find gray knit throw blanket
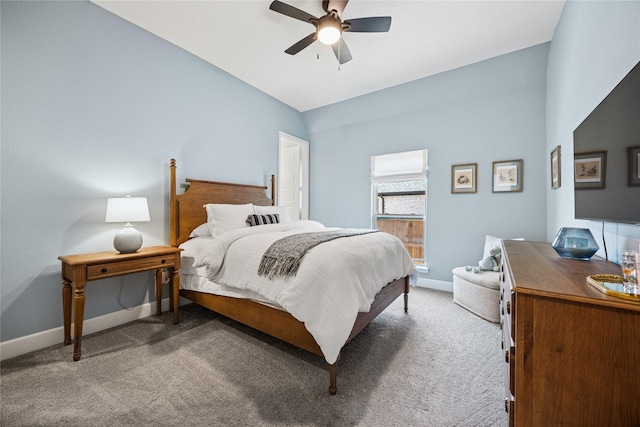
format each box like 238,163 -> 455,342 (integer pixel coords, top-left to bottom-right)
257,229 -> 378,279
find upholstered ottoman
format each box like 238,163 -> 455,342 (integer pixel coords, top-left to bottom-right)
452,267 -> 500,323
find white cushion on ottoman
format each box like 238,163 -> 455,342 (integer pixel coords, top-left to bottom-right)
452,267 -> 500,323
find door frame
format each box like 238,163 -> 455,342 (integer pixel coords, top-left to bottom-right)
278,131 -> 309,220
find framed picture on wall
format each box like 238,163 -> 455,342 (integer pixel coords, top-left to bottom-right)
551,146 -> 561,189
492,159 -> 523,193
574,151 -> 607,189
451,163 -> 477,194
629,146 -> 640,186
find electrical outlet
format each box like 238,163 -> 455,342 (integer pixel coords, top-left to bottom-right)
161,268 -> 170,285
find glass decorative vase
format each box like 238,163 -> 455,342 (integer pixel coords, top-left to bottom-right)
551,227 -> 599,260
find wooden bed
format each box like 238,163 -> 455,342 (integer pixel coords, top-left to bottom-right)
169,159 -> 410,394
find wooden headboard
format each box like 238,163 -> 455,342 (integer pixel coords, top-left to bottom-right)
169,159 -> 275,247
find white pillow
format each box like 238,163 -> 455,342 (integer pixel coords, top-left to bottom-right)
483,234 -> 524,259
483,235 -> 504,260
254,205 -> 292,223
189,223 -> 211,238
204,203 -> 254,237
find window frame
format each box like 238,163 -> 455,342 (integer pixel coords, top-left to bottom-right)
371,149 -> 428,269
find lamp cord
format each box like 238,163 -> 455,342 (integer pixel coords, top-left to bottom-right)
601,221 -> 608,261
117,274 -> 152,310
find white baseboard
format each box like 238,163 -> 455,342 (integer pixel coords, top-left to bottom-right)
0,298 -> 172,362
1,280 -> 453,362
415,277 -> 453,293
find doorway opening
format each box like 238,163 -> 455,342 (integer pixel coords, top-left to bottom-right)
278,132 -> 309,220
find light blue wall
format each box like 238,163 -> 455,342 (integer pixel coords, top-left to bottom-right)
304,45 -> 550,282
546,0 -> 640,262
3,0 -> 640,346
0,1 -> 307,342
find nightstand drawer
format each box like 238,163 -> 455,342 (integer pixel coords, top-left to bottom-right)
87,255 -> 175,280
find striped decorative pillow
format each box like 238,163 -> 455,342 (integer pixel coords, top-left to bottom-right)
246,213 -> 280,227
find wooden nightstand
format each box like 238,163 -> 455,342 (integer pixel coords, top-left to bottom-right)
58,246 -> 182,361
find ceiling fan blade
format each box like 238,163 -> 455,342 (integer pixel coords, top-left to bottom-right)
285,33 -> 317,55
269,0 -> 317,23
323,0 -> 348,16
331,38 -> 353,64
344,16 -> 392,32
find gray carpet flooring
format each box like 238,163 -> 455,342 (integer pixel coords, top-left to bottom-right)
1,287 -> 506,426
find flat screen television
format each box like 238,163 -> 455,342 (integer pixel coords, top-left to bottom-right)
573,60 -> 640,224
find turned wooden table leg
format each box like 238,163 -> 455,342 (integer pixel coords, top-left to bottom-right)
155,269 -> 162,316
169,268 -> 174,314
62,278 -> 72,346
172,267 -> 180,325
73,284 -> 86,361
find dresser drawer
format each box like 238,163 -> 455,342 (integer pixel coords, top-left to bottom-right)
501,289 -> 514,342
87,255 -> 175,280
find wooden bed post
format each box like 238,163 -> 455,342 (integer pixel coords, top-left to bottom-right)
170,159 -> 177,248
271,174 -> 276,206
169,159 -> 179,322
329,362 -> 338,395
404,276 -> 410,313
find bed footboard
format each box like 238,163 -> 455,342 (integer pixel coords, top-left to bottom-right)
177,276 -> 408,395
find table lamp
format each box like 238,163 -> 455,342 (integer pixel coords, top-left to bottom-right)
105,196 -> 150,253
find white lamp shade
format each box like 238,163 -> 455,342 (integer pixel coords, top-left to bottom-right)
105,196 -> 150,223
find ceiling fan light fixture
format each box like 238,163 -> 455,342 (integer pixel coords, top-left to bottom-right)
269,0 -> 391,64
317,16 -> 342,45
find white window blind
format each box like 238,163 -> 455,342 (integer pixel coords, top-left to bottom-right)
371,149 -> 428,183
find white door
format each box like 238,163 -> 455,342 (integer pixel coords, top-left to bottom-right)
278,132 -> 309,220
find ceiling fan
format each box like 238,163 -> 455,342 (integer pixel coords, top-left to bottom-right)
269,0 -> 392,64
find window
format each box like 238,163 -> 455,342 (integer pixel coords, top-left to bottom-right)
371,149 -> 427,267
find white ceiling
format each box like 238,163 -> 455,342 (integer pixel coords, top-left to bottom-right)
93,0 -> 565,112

AIM OF THE EXERCISE:
Exclude the pictures and transcribe all of the entries exactly.

TASK RESULT:
find gray knit throw blanket
format each box like 238,163 -> 455,342 (integer pixel coords, top-left to bottom-right)
257,229 -> 378,279
find upholstered ottoman
format each box like 238,163 -> 455,342 (integer pixel coords, top-left to bottom-right)
452,267 -> 500,323
find white cushion on ottoman
format each box like 238,163 -> 455,342 (integer pixel coords, top-left to bottom-right)
452,267 -> 500,323
find door frame
format each box like 238,163 -> 455,342 (integer pixel coords, top-left to bottom-right)
278,131 -> 309,220
find framed picture on wall
format each box like 238,163 -> 455,342 (integer pixel coords, top-left to bottom-right)
551,146 -> 561,189
492,159 -> 523,193
574,151 -> 607,189
451,163 -> 477,194
629,146 -> 640,186
find electrical outlet
format each box like 238,163 -> 455,342 (integer pixel coords, top-left to bottom-right)
161,268 -> 170,285
find glass decorative vase
format each box like 238,163 -> 455,342 (integer pixel coords, top-left to bottom-right)
551,227 -> 599,260
find wooden bed
format each box like 238,163 -> 455,342 (integer pixel coords, top-left to bottom-right)
169,159 -> 410,394
find wooden headboard
format each box like 238,163 -> 455,342 (integer pixel coords, top-left to bottom-right)
169,159 -> 275,247
find white pillow
format each box like 238,163 -> 455,342 (integer pixel coords, top-left to bottom-right)
483,234 -> 524,259
483,235 -> 504,260
254,205 -> 292,223
189,223 -> 211,238
204,203 -> 254,237
find window frame
format each box like 238,163 -> 455,342 (integer pixel coords, top-left to bottom-right)
371,149 -> 428,269
find lamp cord
format each box like 238,163 -> 455,342 (integer pixel coords, top-left to bottom-right)
601,221 -> 608,261
117,274 -> 152,310
find white baseboard
format each box like 238,163 -> 455,342 (integer pixel coords, top-left to bottom-right)
0,298 -> 172,362
1,280 -> 453,362
415,277 -> 453,293
find doorway opening
format each box like 238,163 -> 455,342 (integer pixel coords, top-left to bottom-right)
278,132 -> 309,220
find light blue wall
format each box like 238,163 -> 455,342 (integer pixel coords, top-left to bottom-right)
304,45 -> 550,282
546,0 -> 640,262
3,0 -> 640,346
0,1 -> 307,342
find nightstand drawer
format each box like 238,163 -> 455,342 (integer pixel coords, top-left to bottom-right)
87,255 -> 175,280
find striped decorative pillow
format each box like 238,163 -> 455,342 (integer pixel coords, top-left to bottom-right)
246,213 -> 280,227
find wooden nightstand
format each box like 238,163 -> 455,342 (integer pixel coords, top-left to bottom-right)
58,246 -> 182,361
find ceiling fan blade
format each box like 238,163 -> 455,342 (integer pixel coords, top-left to bottom-right)
285,33 -> 317,55
269,0 -> 317,23
323,0 -> 348,16
331,38 -> 353,64
344,16 -> 392,32
find gray carpet flooring
format each box like 238,163 -> 455,342 (integer pixel coords, top-left to bottom-right)
1,287 -> 506,426
find flat screen television
format each box like 238,163 -> 455,342 (integer pixel coords, top-left to bottom-right)
573,60 -> 640,224
find turned wooden table leg
format each box like 238,163 -> 455,342 (integer pixel coords, top-left to bottom-right)
155,269 -> 162,316
169,268 -> 174,314
62,278 -> 72,346
172,267 -> 180,325
73,284 -> 86,361
find dresser drawer
format each box like 238,163 -> 455,342 (integer pixel coords, top-left to bottom-right)
501,289 -> 514,342
87,255 -> 175,280
find wooden bed post
format each box like 238,163 -> 455,342 (integer pixel coords, top-left to bottom-right)
170,159 -> 177,248
271,174 -> 276,206
169,159 -> 179,322
329,362 -> 338,395
404,276 -> 410,313
find bed footboard
format each box like 238,163 -> 455,342 (integer pixel coords, top-left to bottom-right)
177,276 -> 408,395
find table lamp
format each box like 238,163 -> 455,342 (integer pixel coords, top-left to bottom-right)
105,196 -> 150,253
find white lamp shade
format each box like 238,163 -> 455,342 (integer pixel coords, top-left to bottom-right)
105,196 -> 150,223
find ceiling fan light fixture
format each box like 238,163 -> 455,342 (integer pixel coords, top-left to bottom-right)
269,0 -> 391,64
317,16 -> 342,45
find white window blind
format each box like 238,163 -> 455,342 (integer pixel coords, top-left to bottom-right)
371,149 -> 428,183
find white door
format each box like 238,163 -> 455,342 (integer pixel coords, top-left to bottom-right)
278,132 -> 309,220
find ceiling fan
format each box like 238,163 -> 455,342 (integer pixel coords, top-left to bottom-right)
269,0 -> 392,64
find window
format each box like 238,163 -> 455,342 (integer pixel coords, top-left to bottom-right)
371,149 -> 427,267
find white ceiling
format each box like 238,163 -> 455,342 (integer pixel coords, top-left to bottom-right)
93,0 -> 565,112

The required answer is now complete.